- Task -
When the string "curd" appears in a line of the records, show the whole line.

- Input -
.....
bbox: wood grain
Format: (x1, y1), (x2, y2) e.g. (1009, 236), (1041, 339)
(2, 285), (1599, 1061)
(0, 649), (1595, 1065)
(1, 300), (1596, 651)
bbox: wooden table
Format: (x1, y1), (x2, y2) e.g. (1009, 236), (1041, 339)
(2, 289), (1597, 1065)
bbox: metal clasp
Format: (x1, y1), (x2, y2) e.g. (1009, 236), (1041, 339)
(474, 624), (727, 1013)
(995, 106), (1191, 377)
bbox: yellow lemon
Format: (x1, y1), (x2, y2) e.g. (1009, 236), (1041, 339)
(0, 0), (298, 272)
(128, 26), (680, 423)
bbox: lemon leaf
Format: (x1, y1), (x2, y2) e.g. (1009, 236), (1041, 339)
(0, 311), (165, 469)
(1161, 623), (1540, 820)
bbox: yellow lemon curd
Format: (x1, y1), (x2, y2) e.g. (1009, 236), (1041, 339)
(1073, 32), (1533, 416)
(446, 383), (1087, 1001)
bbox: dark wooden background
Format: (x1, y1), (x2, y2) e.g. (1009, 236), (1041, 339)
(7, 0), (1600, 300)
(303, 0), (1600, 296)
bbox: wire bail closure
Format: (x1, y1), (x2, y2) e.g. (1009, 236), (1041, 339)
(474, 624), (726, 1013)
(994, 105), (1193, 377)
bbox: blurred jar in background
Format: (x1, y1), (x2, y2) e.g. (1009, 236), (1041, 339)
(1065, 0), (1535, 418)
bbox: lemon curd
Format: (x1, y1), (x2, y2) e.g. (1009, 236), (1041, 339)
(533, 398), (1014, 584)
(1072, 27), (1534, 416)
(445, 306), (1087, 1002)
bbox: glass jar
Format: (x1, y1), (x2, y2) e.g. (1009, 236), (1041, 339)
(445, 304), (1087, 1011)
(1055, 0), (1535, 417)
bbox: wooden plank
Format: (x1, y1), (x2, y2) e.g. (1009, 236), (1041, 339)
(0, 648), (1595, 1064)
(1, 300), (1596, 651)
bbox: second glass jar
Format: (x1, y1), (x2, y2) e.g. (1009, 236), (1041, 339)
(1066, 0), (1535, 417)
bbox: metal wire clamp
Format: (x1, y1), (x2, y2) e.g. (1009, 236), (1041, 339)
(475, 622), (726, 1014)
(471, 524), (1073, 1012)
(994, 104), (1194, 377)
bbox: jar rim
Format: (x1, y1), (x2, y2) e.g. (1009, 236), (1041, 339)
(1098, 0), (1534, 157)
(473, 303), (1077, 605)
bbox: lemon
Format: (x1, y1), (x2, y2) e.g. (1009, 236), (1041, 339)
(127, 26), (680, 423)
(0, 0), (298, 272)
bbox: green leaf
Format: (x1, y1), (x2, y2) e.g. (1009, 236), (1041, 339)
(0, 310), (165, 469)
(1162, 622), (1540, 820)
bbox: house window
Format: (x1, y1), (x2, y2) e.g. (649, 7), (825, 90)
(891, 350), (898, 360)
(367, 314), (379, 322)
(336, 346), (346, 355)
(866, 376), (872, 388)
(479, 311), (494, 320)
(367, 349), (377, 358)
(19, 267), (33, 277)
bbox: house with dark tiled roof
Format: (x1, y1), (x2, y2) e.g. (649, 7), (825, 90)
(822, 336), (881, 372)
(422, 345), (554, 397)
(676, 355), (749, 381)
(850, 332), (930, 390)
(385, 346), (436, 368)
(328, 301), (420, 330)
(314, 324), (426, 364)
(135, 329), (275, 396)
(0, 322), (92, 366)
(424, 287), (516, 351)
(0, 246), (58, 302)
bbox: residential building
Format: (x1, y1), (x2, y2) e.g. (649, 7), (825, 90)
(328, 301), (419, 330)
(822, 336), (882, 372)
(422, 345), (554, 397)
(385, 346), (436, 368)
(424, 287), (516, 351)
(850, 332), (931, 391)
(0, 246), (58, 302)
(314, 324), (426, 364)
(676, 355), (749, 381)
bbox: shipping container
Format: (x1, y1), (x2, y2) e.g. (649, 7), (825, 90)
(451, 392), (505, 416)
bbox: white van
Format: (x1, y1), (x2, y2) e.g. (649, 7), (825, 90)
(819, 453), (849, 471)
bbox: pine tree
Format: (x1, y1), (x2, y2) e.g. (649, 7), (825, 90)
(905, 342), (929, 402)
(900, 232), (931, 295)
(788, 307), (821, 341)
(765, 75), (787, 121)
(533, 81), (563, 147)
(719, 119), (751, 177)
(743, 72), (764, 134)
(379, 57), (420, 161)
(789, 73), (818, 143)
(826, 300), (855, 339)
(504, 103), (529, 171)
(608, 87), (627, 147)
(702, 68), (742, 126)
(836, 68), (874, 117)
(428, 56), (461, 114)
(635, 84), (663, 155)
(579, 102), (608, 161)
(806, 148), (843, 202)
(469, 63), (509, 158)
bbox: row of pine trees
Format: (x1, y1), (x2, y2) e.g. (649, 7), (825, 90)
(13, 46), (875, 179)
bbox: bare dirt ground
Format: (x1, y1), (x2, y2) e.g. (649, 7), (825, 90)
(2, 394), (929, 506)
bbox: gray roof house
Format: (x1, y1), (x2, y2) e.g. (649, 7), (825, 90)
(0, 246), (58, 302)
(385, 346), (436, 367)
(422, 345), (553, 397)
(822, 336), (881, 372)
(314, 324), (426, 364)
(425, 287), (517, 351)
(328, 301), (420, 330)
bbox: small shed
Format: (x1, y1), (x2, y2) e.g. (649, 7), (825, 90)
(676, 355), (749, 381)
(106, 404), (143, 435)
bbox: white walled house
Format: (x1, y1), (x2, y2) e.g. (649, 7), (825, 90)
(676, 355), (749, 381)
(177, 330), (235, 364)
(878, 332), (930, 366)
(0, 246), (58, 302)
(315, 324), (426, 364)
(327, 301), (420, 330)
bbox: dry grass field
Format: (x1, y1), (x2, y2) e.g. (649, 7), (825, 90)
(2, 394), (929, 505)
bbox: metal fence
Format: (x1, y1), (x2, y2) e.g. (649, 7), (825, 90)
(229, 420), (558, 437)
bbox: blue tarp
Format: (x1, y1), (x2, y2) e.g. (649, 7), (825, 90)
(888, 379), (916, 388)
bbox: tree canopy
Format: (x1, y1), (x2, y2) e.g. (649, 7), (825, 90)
.....
- Completed task -
bbox: yellow lemon curd
bbox: lemon curd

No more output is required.